━━━ SOURCE DATA

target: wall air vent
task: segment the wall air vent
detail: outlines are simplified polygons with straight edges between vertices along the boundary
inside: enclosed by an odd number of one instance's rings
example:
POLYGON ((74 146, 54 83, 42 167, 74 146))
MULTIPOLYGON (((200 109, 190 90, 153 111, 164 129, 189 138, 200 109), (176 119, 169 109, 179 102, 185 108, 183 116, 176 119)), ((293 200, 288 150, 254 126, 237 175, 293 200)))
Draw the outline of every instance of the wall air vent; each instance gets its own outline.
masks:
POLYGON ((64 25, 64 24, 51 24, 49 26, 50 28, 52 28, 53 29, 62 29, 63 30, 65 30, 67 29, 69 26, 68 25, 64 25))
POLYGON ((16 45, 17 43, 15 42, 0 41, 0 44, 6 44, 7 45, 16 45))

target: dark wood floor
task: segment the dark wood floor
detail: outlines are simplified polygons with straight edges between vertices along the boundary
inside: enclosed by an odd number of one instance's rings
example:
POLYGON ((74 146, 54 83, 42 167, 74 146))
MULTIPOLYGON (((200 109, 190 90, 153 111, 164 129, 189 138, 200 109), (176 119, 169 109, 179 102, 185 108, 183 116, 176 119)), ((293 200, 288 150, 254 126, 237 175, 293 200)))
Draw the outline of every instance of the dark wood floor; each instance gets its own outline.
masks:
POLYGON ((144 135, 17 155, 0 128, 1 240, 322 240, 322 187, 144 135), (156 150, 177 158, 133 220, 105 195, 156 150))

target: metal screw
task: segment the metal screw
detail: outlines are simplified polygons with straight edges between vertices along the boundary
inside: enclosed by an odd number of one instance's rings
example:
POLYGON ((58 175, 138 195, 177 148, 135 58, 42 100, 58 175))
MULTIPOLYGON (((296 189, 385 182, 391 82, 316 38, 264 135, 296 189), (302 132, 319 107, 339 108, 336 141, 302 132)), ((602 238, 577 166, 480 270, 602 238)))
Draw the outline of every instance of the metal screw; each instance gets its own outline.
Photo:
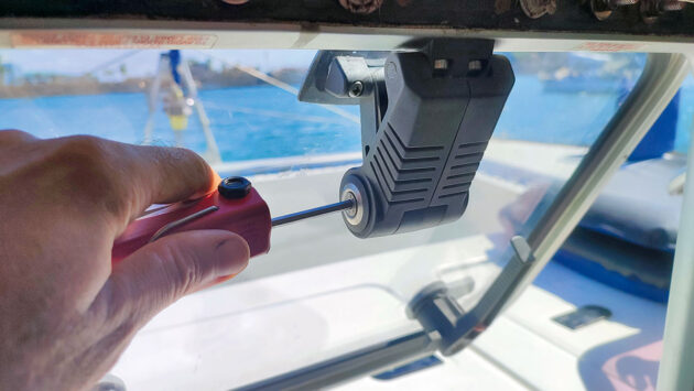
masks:
POLYGON ((364 93, 364 84, 361 82, 355 82, 349 86, 349 97, 360 97, 361 93, 364 93))
POLYGON ((664 0, 660 3, 659 9, 663 12, 666 11, 682 11, 684 2, 680 0, 664 0))
POLYGON ((434 59, 434 69, 448 69, 448 61, 446 58, 434 59))
POLYGON ((623 6, 633 6, 637 2, 639 2, 639 0, 604 0, 607 6, 609 8, 617 8, 617 7, 623 7, 623 6))
POLYGON ((473 59, 471 62, 469 62, 467 64, 467 68, 469 70, 481 70, 482 66, 481 66, 481 61, 479 59, 473 59))

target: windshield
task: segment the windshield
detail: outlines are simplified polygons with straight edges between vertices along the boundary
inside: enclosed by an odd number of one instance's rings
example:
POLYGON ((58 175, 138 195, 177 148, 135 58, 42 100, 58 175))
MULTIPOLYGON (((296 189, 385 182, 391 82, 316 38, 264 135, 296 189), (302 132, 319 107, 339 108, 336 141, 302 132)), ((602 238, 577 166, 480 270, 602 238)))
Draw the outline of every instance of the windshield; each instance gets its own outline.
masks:
MULTIPOLYGON (((339 214, 278 228, 269 254, 158 316, 112 373, 133 389, 238 387, 415 329, 404 306, 432 282, 457 286, 473 307, 646 63, 633 53, 499 54, 516 84, 459 220, 371 239, 354 237, 339 214)), ((249 177, 273 217, 290 214, 337 202, 344 173, 362 161, 359 106, 297 100, 314 55, 3 50, 0 129, 189 148, 223 177, 249 177)), ((686 151, 691 78, 676 99, 675 137, 659 155, 686 151)), ((562 297, 549 285, 540 289, 562 297)))

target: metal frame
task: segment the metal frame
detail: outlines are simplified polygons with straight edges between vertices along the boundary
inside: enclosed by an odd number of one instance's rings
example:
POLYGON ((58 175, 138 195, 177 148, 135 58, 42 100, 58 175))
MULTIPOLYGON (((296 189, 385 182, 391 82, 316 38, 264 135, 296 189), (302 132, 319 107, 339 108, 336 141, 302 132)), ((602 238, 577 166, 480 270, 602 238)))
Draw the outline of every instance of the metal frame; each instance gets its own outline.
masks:
MULTIPOLYGON (((423 0, 373 3, 382 4, 371 13, 354 13, 340 7, 337 0, 250 0, 242 6, 228 4, 221 0, 33 0, 0 2, 0 18, 19 19, 20 28, 26 28, 26 21, 32 20, 35 24, 41 24, 41 28, 47 28, 61 19, 91 19, 98 20, 100 25, 111 23, 119 28, 127 28, 133 21, 171 21, 175 24, 234 22, 256 25, 265 31, 272 30, 273 24, 284 23, 313 36, 319 29, 328 25, 379 30, 393 26, 410 30, 435 26, 448 32, 496 30, 500 33, 497 36, 523 32, 566 33, 574 36, 583 34, 584 39, 585 34, 620 34, 631 39, 658 36, 665 41, 691 39, 694 34, 694 8, 646 12, 641 7, 659 6, 659 0, 641 0, 637 4, 618 7, 604 21, 596 18, 590 1, 578 0, 436 0, 435 7, 423 0), (545 9, 544 6, 551 7, 545 9)), ((3 21, 0 25, 7 24, 3 21)))
MULTIPOLYGON (((690 61, 694 59, 690 57, 690 61)), ((693 69, 694 70, 694 69, 693 69)), ((691 130, 694 140, 694 128, 691 130)), ((694 178, 694 142, 690 142, 686 177, 694 178)), ((658 390, 694 389, 694 181, 684 183, 677 246, 658 370, 658 390)))
MULTIPOLYGON (((550 261, 554 252, 556 252, 571 231, 576 227, 590 204, 593 204, 600 193, 603 186, 611 177, 611 174, 626 161, 627 156, 655 122, 665 106, 668 106, 687 73, 688 65, 686 57, 681 54, 649 55, 646 68, 627 100, 606 126, 598 140, 590 148, 588 154, 582 160, 582 163, 572 177, 562 187, 560 194, 557 194, 552 205, 542 215, 541 219, 531 231, 528 241, 532 252, 534 252, 535 261, 523 282, 516 289, 516 295, 520 294, 524 286, 532 282, 533 278, 550 261)), ((692 163, 693 155, 694 153, 690 155, 690 163, 692 163)), ((694 164, 690 164, 690 171, 692 175, 694 175, 694 164)), ((694 193, 692 192, 694 192, 694 182, 687 185, 687 195, 694 198, 694 193), (693 189, 688 189, 690 187, 693 187, 693 189)), ((691 214, 690 218, 685 219, 690 221, 690 226, 686 228, 694 230, 694 209, 690 210, 694 208, 694 199, 690 200, 686 205, 687 209, 685 211, 691 214)), ((677 246, 680 246, 680 243, 677 243, 677 246)), ((684 250, 679 250, 679 252, 691 254, 694 252, 694 245, 690 242, 688 252, 684 250)), ((680 258, 684 256, 680 256, 680 258)), ((691 271, 687 275, 694 276, 694 264, 690 262, 687 268, 691 271)), ((690 287, 687 293, 690 296, 694 296, 694 289, 690 287)), ((686 304, 688 303, 691 302, 686 304)), ((694 324, 694 316, 692 316, 694 315, 694 311, 687 312, 687 315, 690 315, 687 318, 690 324, 694 324)), ((680 334, 686 333, 686 328, 680 330, 680 334)), ((694 337, 690 336, 688 339, 688 343, 694 345, 694 337)), ((284 390, 323 388, 431 355, 436 348, 435 336, 429 336, 424 332, 418 332, 324 362, 248 384, 241 389, 284 390)), ((682 348, 679 347, 677 350, 682 350, 682 348)), ((669 350, 665 350, 663 357, 666 357, 668 354, 669 350)), ((691 363, 691 361, 683 362, 691 363)), ((682 362, 679 363, 681 365, 682 362)), ((661 371, 668 370, 662 368, 663 366, 661 366, 661 371)), ((677 373, 692 372, 687 369, 688 367, 680 368, 680 366, 677 366, 670 369, 672 374, 668 373, 668 376, 675 377, 677 373)), ((687 379, 684 379, 683 381, 686 380, 687 379)), ((677 383, 677 387, 680 384, 682 383, 677 383)), ((690 382, 687 389, 691 389, 692 384, 693 383, 690 382)), ((672 389, 684 389, 677 387, 672 389)))

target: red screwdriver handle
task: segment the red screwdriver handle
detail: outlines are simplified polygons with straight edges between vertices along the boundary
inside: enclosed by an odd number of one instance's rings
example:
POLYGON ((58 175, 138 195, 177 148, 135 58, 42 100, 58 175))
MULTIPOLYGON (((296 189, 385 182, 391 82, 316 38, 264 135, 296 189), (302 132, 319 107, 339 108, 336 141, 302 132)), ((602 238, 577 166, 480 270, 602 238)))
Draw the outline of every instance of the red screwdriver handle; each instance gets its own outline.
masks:
POLYGON ((226 229, 248 242, 251 257, 270 250, 268 204, 242 177, 221 182, 218 191, 193 202, 172 204, 132 221, 113 242, 111 262, 163 236, 197 229, 226 229))

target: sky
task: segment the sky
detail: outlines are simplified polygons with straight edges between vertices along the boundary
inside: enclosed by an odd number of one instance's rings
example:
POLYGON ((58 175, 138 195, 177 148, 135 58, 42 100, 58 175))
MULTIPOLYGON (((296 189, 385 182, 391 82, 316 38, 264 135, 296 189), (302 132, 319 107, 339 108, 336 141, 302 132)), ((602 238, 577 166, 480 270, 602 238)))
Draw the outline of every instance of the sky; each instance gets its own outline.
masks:
MULTIPOLYGON (((83 75, 105 64, 107 69, 118 70, 126 64, 128 76, 148 76, 156 69, 161 50, 0 50, 0 62, 13 64, 23 74, 54 73, 83 75), (113 62, 118 58, 120 62, 113 62)), ((191 50, 182 51, 184 58, 206 61, 213 58, 213 67, 220 68, 223 62, 245 65, 270 72, 283 67, 308 67, 315 51, 300 50, 191 50)))

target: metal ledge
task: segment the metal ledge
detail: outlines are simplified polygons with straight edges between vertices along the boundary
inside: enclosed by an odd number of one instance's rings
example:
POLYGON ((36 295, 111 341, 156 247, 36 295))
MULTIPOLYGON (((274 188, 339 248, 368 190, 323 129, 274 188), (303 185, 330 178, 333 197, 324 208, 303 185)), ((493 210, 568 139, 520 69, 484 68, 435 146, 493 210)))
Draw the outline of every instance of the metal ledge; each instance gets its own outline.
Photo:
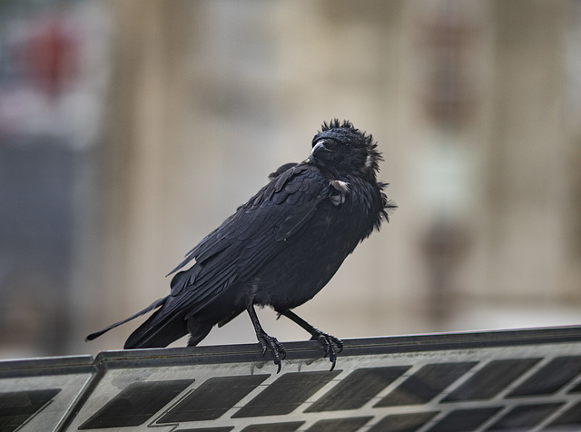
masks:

━━━━━━

- [PROBLEM]:
Can you quote the entries word for word, from the line containing "target: windshield" through the line containing "MULTIPOLYGON (((339 214, 278", including both of those lines?

- [SOLUTION FOR THIS PROBLEM]:
target: windshield
task: segment the windshield
detail: outlines are simplified polygons with straight edges between vertices along the boundary
inside: enclosed by an odd number of one instance's rings
example:
POLYGON ((58 175, 138 195, 177 148, 135 58, 42 100, 58 175))
MULTIPOLYGON (((296 189, 385 182, 391 82, 316 38, 264 135, 296 189), (302 132, 319 107, 339 108, 336 141, 302 132)), ((602 238, 577 166, 480 270, 602 238)))
Draw the outline of every instance of the windshield; each instance gets its own outline.
masks:
MULTIPOLYGON (((339 214, 278 228, 269 254, 158 316, 112 373, 133 389, 238 387, 415 329, 404 306, 432 282, 457 286, 473 307, 646 63, 633 53, 499 54, 516 84, 459 220, 371 239, 354 237, 339 214)), ((249 177, 273 217, 290 214, 337 202, 344 173, 362 161, 359 106, 297 100, 314 55, 3 50, 0 129, 189 148, 223 177, 249 177)), ((686 151, 691 78, 676 99, 675 137, 659 155, 686 151)), ((562 297, 549 285, 540 289, 562 297)))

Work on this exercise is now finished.